(Given passage Opens)

Word traveled quickly through Campbell's wide circle of friends in Orangevale, Fair Oaks and beyond. Campbell was terrified and worried.
"I didn't think it was possible, and I thought the doctors had made an error," said Adele Barsotti, an interior designer and longtime client who visits Campbell weekly. "I was shocked because she exercises every day and looks so healthy."
Then, after the initial shock, something magical happened. Her friends showed up, one by one and in groups of three and four. They called, knocked on her door, dropped in at the salon. They wrapped their arms around her and cried with her. When she opened her door in the morning, she would find flowers and gifts. When she walked to the mailbox, there were cards and checks.
Now, after hearing of prescription costs and her prospect of missing weeks of work, Campbell's friends are holding a fundraiser Saturday. Hundreds of people are expected, many of them coming for the motorcycle "poker run."
"I was totally blown away," Campbell said upon learning of the event. "Every day feels like Christmas."
Campbell's illness came only months after she bought health insurance for the first time in her adult life. A sole proprietor who rents a chair at Salon Nouveau in Fair Oaks, Campbell had always balked at the high cost of such insurance. She settled on a plan that has her pay a $1,750 deductible up front every January and then $116 a month.
"All of a sudden, I felt like I was getting my life together and was being responsible," she said.
By January, that insurance really mattered. First came the diagnosis. Then came chemotherapy. She'll have radiation and surgery. Campbell's trademark hair fell out the day after Valentine's Day.
When she went to the drugstore, she learned that a week's worth of pills to offset the nausea of chemotherapy would cost $859 - almost none of it covered.
"I had my worst week ever last week when I really wanted to kill myself," she said. "It was too much all at once. My hair fell out and I gained weight and I was throwing up all the time."
Then her close friend, Wendy Cervantez, showed up with a shaved head - her long, blond hair gone, too.
"I felt I should shave my head to let her know you can be beautiful without hair," said Cervantez, 37, who also came up with the idea for the fundraiser.
"She dared to be different, and people saw an adventurous spirit in her that they admired," said Judy Sheets, owner of Salon Nouveau.
A recent weekday afternoon found a weary Campbell doing what she knows best - standing behind a seated client, highlighting hair and talking about life and loves and everything under the sun. Working, she says, keeps her mind off cancer and chemo.
"It's one of my favorite things to do," said Campbell with a smile. "I'll work today till I drop. I don't look at the clock. When I'm done, I'm done."
Moments later, she smiled and added, "I'm feeling good mentally, but physically I'm losing gas."
Campbell turns heads when she walks into a room "but at the same time she's totally nonthreatening," said Mimi Salazar, who has known Campbell since they were in the third grade.
"A lot of people love her, and it's impossible not to get attached to her," said Barsotti. "Even my family in Italy adores her."
But Campbell's recent busy afternoon at the salon took its toll.
"By the time she got home, she called me: 'Mom, my whole body is killing me,' " said Marianne Hauss. "I told her she can't work the whole day, but it's very difficult for her to accept. She loves the profession and her customers adore her."
As for the fundraiser, Hauss says the support has given her daughter an emotional boost.
"It has been amazing to see how much love she has received and how much I have received," she said.
Campbell says she plans to beat the cancer and get on with her life. She has already worked out how long it will take to grow her signature blond hair to its former length.
"18 months," she said with a mix of tears and a smile. Then she pulled off her cap and rubbed her scalp.

(Given passage Closes)
(Data Opens)

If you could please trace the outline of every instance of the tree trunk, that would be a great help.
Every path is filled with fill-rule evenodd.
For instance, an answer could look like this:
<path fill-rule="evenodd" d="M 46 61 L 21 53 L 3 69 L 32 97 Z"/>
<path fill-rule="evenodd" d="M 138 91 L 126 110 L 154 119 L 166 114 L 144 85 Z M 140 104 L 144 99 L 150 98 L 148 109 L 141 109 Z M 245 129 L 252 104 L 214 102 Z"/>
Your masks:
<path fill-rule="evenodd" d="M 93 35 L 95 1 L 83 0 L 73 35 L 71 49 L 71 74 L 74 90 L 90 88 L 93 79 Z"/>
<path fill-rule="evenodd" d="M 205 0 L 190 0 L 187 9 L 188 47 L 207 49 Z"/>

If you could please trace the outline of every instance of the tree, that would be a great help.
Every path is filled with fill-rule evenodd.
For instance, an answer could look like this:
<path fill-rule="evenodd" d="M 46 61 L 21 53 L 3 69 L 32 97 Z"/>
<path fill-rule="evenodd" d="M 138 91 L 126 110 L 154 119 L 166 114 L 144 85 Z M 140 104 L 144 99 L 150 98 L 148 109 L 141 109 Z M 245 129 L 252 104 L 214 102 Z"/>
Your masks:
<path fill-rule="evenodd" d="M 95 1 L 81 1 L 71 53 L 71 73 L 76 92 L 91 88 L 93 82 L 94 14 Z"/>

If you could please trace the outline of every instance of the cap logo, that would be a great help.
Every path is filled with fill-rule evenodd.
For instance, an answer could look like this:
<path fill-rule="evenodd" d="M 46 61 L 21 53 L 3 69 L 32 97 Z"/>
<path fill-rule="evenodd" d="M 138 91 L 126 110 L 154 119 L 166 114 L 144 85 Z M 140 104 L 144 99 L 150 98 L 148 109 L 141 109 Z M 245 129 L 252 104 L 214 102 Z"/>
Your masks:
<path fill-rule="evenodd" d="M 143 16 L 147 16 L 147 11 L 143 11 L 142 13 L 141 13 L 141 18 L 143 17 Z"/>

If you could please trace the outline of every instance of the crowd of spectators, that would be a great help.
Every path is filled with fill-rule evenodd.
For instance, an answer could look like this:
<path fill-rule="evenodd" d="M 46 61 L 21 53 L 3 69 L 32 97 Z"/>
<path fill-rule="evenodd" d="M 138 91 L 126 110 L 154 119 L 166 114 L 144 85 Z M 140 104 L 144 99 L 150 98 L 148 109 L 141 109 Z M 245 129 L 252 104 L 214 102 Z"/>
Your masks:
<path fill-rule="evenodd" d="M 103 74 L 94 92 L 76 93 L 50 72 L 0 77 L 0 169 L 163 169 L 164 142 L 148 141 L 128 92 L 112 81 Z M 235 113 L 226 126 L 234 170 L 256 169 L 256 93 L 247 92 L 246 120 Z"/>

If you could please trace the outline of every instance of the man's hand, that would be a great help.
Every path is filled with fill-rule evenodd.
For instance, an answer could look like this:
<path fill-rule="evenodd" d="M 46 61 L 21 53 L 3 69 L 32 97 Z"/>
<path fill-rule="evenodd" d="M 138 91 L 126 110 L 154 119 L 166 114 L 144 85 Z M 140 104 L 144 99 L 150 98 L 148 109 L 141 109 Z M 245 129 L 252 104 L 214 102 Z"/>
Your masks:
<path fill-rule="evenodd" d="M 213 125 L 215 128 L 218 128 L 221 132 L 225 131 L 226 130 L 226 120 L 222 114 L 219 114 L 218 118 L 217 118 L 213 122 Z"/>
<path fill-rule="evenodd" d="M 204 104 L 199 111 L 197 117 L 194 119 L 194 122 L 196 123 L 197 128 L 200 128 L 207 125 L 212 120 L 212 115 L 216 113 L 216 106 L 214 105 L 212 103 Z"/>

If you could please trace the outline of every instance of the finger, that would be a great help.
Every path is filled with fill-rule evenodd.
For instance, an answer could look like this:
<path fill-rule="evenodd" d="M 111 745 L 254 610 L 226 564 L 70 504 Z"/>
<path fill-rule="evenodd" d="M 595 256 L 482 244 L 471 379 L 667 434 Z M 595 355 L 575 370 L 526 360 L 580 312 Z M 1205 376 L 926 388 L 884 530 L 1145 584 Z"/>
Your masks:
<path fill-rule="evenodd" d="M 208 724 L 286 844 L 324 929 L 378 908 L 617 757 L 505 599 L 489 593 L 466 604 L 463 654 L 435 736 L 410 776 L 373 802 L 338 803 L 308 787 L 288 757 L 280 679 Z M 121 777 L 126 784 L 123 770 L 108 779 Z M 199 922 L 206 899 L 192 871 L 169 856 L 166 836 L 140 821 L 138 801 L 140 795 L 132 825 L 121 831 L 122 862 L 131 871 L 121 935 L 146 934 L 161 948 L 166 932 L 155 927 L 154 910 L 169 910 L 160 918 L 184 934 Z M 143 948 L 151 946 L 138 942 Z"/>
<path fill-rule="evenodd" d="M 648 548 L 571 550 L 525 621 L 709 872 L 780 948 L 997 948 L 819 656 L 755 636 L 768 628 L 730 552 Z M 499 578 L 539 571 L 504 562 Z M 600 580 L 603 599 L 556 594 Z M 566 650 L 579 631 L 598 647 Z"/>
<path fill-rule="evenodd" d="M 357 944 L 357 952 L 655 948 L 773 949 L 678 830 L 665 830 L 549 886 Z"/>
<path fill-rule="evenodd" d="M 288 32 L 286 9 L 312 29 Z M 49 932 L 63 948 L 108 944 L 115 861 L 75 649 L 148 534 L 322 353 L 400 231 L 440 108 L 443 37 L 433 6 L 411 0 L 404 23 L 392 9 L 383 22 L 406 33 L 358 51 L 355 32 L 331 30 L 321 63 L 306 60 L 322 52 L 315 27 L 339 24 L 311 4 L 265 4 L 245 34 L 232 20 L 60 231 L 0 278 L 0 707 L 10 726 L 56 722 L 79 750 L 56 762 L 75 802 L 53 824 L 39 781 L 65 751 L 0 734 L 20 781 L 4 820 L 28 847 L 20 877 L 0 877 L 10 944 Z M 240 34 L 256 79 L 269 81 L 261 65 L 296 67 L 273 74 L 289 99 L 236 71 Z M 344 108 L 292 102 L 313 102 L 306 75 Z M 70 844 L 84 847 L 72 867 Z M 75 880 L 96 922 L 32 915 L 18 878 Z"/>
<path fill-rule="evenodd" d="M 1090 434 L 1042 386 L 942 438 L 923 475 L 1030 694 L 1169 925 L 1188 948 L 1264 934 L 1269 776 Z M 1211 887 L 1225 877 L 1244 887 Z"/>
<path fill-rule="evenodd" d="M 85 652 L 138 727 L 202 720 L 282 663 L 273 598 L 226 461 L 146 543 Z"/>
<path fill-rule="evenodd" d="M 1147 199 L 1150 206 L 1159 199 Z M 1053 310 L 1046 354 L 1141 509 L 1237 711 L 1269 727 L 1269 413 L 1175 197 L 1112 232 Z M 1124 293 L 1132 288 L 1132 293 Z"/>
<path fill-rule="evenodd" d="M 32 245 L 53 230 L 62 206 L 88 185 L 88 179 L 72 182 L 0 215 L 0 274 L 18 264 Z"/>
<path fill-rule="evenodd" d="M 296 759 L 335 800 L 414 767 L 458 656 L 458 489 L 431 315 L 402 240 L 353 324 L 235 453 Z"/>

(Data Closes)

In the piece about Campbell's illness and fundraiser, how much does her health insurance plan make her pay up front every January?

Written solution |
A $1,750 deductible.